[begin PASSAGE PROVIDED]

Isn't there something apocalyptic in Hidden and Field of Reeds?
Maybe — apocalypse is a revealing, isn't it, that's what that means. [Via Old French and ecclesiastical Latin, "apocalypse" derives from the Greek for "reveal."] So in a stretched sense, I like it when it feels like, at the end of songs, they'll make a little twist and jump into a slightly different world. The end of "Fragment Two" is like that, or the end of "Organ Eternal." Or even the way that, at the beginning of "V," you suddenly snap into this different world halfway through it. It's just a little thing that I like doing when I'm writing music.

How did you want the vocals to sound, emotionally?
I keep saying it's a personal record, but you know, what the hell does that mean? But yeah, I mean this music a lot, I mean every word, every note that's written. So I had to sing it in a way that's natural. So I tend to talk quietly, and I don't enunciate every word, so that's how the vocals came out like that, in the most natural way. There's no act — I mean every part of it.

Are there any particular aspects of yourself that the music reflects?

[end PASSAGE PROVIDED]
[begin DATASET EXTRACT]

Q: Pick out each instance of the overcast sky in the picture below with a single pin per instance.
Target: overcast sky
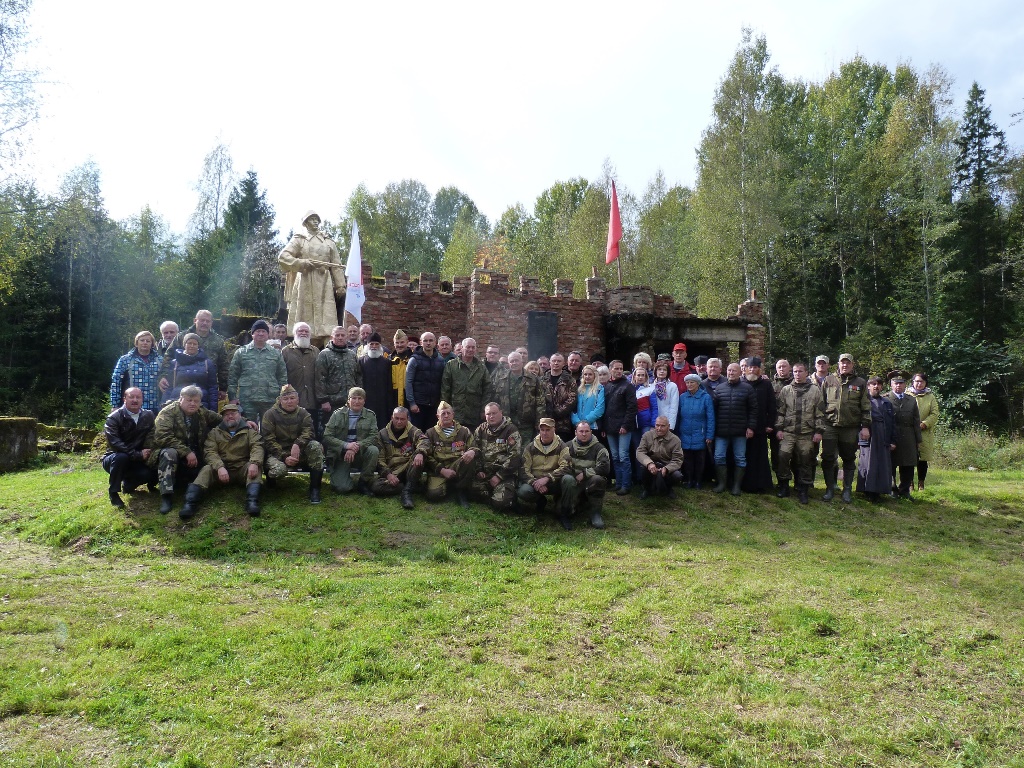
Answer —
(501, 100)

[end DATASET EXTRACT]

### [TASKS]
1. Summarize the interview excerpt in two sentences.
2. Proceed with the interview excerpt from the point where it stops.
The listing has no connection to the interview excerpt.

### [RESPONSES FOR EACH TASK]
1. Asked whether Hidden and Field of Reeds have something apocalyptic in them, the interviewee notes that apocalypse means a revealing and describes liking songs that twist into a slightly different world, as at the end of "Fragment Two" and "Organ Eternal" or halfway through "V." On the vocals, the interviewee says every word and note is meant, so the singing came out in the most natural way, quiet and without enunciating every word, with no act.

2.
When I was first writing songs I was seven or eight, on my guitar, when I got home from school. And it was just for fun, for no other reason than to make some music. And this felt like that again. It felt like a traditional thing. I think people sometimes don't believe me when I say that, because they associate [traditional] music with fingerpicking, songwriter type stuff. But a lot of that, I really like — Neil Young, things like that. I'm always surprised when people say [our music] is really imposing, like it's harsh or something. It's got light and dark, which is how life is — so fairly natural, I suppose.

What are you focussing on now?
We're focussing on the live show. We have something else in the works but we can't discuss it. We're gonna start to do some new music very soon. It's not going to be a traditional release, I don't think — we're kind of working on something else, to shake things up in the way we work.

Are you still thinking about doing soundtrack work?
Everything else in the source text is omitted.